OBJECTIVE
Put the lines of the listing from the line containing "paver walkway -> outlines, every instance" up to and including the line containing "426), (605, 395)]" into a Markdown table with the columns Row and Line. Skip any blank lines.

MATERIAL PROVIDED
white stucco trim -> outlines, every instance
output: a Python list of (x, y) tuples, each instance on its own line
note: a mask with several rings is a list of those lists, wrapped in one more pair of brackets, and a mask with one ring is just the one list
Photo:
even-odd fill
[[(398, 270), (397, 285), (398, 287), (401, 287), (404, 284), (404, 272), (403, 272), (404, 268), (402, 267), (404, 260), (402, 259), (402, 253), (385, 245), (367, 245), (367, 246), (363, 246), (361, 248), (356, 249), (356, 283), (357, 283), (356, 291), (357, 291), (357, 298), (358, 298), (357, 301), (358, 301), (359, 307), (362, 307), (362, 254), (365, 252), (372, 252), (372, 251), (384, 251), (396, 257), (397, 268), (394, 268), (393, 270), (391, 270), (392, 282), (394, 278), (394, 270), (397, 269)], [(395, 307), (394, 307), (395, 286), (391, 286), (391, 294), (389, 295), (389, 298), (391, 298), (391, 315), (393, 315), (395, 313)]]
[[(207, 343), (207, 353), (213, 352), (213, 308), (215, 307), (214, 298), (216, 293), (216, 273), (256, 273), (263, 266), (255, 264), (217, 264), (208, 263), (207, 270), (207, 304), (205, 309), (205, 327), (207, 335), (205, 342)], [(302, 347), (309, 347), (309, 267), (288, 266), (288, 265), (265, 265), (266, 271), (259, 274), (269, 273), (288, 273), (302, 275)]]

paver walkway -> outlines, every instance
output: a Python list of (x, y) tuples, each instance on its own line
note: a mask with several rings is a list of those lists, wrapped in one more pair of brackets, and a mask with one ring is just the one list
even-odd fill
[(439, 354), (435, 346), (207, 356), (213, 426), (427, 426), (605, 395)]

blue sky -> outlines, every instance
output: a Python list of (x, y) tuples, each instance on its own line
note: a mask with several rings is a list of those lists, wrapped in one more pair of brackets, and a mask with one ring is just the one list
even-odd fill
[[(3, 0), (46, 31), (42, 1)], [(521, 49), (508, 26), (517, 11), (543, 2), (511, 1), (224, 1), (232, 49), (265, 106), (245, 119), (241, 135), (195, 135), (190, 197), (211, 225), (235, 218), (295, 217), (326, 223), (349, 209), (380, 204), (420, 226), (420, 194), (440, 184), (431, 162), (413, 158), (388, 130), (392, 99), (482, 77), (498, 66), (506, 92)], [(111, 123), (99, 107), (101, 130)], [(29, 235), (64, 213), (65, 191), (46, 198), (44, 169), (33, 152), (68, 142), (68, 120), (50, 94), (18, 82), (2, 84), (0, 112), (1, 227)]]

RESULT
| Row | Line |
|---|---|
| 1 | paver walkway -> outlines, every instance |
| 2 | output: a Python list of (x, y) tuples, each instance on its own line |
| 3 | note: a mask with several rings is a list of those lists, wrapped in one more pair of brackets, and a mask with one ring is just the one list |
| 4 | even-odd fill |
| 5 | [(439, 354), (435, 346), (207, 356), (213, 426), (427, 426), (605, 395)] |